## SUPPLIED RECORDS
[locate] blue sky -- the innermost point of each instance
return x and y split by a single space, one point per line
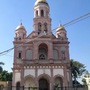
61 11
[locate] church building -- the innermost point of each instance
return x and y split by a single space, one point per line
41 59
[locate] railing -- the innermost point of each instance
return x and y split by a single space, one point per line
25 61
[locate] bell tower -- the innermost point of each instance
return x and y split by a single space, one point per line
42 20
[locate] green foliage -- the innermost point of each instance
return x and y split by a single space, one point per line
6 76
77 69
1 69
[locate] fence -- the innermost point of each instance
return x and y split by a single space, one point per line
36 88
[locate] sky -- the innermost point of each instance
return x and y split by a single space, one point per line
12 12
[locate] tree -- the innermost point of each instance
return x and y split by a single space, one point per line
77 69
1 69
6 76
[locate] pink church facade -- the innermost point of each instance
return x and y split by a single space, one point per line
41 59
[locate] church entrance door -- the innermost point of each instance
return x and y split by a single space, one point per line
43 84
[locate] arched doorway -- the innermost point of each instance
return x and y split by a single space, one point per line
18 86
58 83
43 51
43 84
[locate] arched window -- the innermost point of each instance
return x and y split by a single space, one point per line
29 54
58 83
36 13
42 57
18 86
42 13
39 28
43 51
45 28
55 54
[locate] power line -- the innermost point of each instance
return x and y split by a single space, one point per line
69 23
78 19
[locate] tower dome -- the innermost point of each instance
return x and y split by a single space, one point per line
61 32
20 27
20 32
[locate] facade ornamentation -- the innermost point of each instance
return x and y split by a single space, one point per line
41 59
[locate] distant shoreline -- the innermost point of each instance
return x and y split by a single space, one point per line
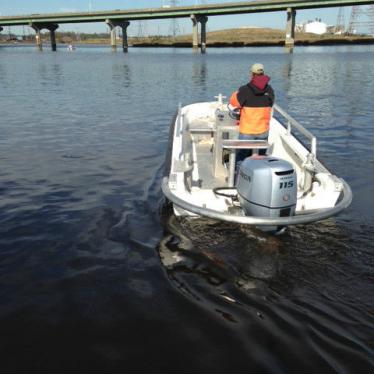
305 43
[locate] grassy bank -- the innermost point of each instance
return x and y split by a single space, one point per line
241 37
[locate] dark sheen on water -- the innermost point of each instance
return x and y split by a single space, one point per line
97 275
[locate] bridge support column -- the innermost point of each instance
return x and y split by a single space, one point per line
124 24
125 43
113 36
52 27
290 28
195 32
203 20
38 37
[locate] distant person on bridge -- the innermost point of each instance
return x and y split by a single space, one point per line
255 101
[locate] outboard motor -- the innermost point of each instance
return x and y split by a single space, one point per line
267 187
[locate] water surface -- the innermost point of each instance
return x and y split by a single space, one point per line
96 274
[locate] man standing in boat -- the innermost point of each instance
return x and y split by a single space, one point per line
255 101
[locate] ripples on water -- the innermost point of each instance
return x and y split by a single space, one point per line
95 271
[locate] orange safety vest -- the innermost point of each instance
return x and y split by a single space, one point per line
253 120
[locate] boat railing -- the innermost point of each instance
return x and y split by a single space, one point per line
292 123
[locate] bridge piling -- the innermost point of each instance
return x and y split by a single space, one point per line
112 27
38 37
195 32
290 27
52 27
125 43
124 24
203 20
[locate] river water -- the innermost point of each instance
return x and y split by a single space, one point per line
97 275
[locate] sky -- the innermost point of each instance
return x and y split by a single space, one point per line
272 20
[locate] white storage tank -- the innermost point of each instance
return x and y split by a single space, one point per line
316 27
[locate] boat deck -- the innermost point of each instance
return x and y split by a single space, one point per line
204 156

* * *

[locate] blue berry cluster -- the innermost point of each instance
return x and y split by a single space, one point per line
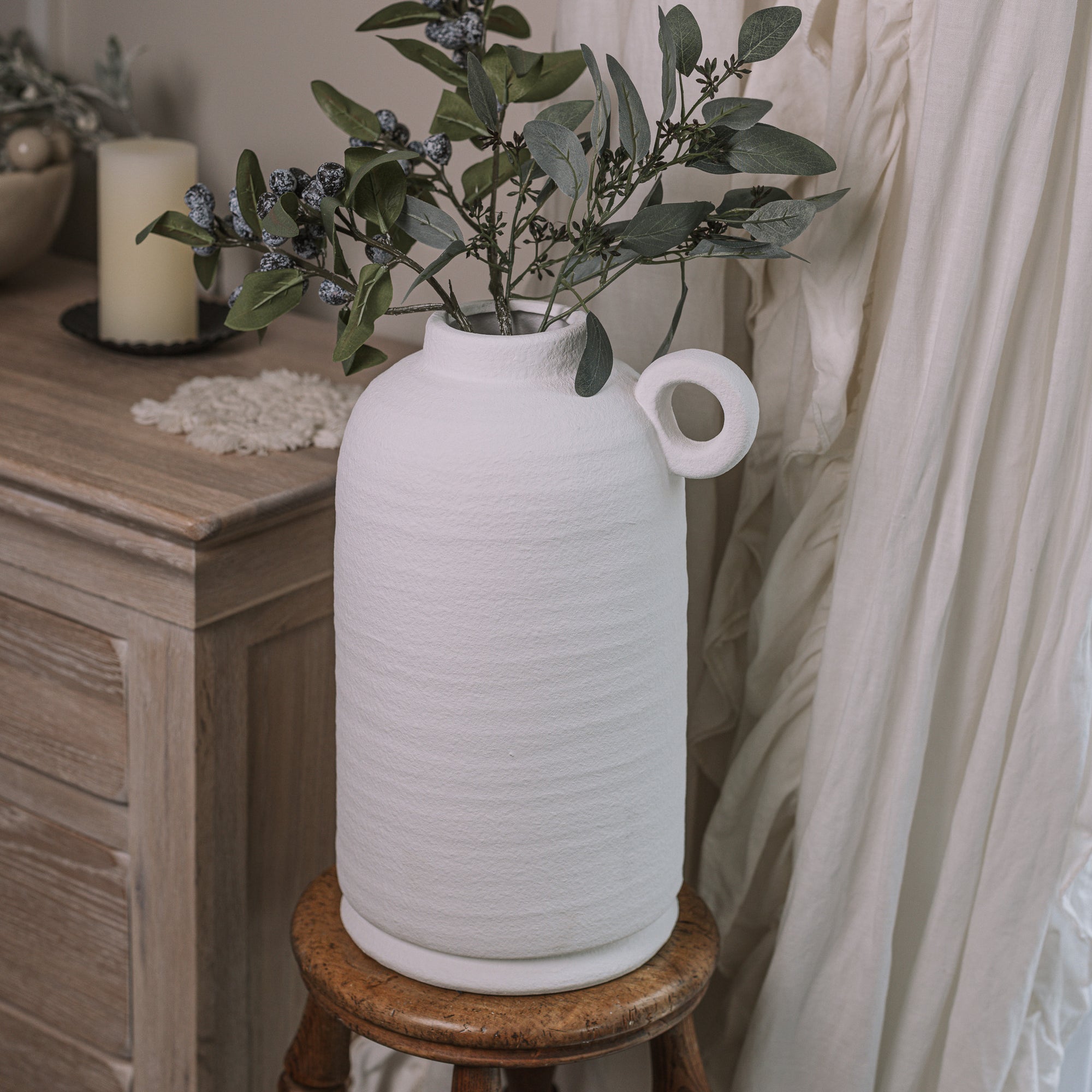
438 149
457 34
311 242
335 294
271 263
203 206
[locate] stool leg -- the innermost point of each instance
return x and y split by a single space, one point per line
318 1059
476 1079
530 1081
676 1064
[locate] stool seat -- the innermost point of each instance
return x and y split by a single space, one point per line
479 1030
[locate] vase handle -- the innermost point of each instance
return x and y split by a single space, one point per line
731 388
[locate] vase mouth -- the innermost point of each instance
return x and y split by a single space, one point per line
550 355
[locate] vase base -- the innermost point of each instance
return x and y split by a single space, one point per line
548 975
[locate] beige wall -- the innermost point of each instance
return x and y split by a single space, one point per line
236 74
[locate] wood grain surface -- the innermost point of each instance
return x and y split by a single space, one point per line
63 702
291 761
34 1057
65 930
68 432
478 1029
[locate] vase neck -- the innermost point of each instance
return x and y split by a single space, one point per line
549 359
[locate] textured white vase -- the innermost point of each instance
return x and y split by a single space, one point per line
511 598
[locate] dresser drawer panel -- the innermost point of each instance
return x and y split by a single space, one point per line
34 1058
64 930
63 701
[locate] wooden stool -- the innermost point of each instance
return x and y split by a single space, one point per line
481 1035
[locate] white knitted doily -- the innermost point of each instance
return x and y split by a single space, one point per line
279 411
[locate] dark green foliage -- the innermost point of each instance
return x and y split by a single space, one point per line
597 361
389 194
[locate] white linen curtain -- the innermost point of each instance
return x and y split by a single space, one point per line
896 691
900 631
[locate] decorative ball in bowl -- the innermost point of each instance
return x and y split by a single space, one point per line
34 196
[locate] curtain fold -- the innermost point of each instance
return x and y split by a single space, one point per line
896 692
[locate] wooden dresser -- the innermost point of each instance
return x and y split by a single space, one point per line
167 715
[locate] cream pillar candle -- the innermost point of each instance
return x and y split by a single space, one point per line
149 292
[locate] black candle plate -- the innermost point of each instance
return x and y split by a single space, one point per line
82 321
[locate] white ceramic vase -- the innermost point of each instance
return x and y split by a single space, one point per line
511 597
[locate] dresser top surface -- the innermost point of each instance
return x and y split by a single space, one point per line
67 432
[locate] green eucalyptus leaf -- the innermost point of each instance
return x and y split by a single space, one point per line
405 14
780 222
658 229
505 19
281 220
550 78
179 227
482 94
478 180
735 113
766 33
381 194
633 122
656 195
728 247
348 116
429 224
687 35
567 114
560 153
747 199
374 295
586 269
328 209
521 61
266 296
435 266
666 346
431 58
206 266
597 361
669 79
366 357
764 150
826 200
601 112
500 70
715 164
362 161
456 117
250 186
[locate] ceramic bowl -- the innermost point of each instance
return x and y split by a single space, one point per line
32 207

* * *

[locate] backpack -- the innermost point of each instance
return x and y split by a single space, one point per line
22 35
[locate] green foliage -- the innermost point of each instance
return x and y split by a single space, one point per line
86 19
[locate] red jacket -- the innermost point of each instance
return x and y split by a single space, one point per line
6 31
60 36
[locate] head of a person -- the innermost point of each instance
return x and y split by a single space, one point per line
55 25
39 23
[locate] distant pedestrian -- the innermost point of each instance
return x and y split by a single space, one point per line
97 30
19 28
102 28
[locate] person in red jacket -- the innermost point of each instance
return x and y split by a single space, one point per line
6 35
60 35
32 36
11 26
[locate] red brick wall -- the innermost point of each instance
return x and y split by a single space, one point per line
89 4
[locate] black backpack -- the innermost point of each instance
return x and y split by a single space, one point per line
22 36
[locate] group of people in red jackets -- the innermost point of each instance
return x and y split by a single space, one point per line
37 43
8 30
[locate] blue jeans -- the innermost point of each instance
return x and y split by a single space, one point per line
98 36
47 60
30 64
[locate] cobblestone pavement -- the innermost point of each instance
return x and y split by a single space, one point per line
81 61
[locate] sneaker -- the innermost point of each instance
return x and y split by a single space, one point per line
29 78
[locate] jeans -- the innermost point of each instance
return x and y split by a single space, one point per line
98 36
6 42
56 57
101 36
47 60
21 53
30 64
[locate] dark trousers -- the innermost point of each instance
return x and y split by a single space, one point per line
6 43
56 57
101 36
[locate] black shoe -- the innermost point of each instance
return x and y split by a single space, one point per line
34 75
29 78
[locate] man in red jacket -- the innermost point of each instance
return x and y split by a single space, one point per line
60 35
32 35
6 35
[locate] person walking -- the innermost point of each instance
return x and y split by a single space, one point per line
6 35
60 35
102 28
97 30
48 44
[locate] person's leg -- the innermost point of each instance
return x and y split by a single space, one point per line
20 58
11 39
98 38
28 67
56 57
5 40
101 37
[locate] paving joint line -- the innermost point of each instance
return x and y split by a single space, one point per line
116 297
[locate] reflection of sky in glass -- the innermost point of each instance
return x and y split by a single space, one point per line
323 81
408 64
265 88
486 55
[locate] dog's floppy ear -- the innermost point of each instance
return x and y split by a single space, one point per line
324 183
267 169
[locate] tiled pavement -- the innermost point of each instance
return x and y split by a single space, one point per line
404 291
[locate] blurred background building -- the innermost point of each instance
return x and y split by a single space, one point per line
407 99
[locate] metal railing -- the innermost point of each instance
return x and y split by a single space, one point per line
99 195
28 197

## WHAT TO WORK ON
Where a line in the records above contains the word "ceramic", copy that line.

## ANSWER FOR THIS EXERCISE
[locate] white ceramic vase -- the innermost point of each instance
[locate] ceramic bowl -- the innermost point of each instance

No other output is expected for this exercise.